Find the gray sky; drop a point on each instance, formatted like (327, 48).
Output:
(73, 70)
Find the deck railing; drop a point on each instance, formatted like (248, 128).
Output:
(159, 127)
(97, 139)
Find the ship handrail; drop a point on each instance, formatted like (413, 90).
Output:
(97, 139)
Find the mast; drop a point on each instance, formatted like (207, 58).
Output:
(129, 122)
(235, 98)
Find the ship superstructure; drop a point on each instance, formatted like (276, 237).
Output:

****************

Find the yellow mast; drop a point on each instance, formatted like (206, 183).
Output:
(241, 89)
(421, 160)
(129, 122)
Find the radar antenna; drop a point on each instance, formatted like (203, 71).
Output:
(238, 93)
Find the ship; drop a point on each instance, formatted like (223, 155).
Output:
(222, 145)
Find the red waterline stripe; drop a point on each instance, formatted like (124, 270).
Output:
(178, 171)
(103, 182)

****************

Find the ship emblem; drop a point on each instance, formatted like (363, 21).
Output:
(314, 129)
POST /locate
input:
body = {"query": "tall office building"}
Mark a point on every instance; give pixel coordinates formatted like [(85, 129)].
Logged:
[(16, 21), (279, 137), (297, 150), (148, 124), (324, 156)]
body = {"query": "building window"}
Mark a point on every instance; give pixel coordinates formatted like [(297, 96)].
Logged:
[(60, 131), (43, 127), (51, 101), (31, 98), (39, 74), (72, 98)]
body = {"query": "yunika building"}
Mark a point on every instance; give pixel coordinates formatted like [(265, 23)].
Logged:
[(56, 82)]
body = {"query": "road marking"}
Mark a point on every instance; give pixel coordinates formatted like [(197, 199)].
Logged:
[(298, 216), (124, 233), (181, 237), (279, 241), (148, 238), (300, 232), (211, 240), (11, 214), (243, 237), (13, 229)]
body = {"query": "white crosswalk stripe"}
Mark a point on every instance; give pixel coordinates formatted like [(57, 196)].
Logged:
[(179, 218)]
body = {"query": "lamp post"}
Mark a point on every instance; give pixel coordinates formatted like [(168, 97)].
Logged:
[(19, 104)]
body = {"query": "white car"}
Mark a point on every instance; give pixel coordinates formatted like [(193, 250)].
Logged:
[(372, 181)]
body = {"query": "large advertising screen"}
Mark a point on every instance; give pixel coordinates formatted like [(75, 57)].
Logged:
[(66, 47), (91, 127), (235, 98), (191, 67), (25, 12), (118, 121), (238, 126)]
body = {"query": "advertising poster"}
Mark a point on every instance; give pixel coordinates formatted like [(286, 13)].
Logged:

****************

Problem to work on ▸ Work out how many lines of the entries include the word "building", and respond with that number and nothing more.

Written solution ▸ 3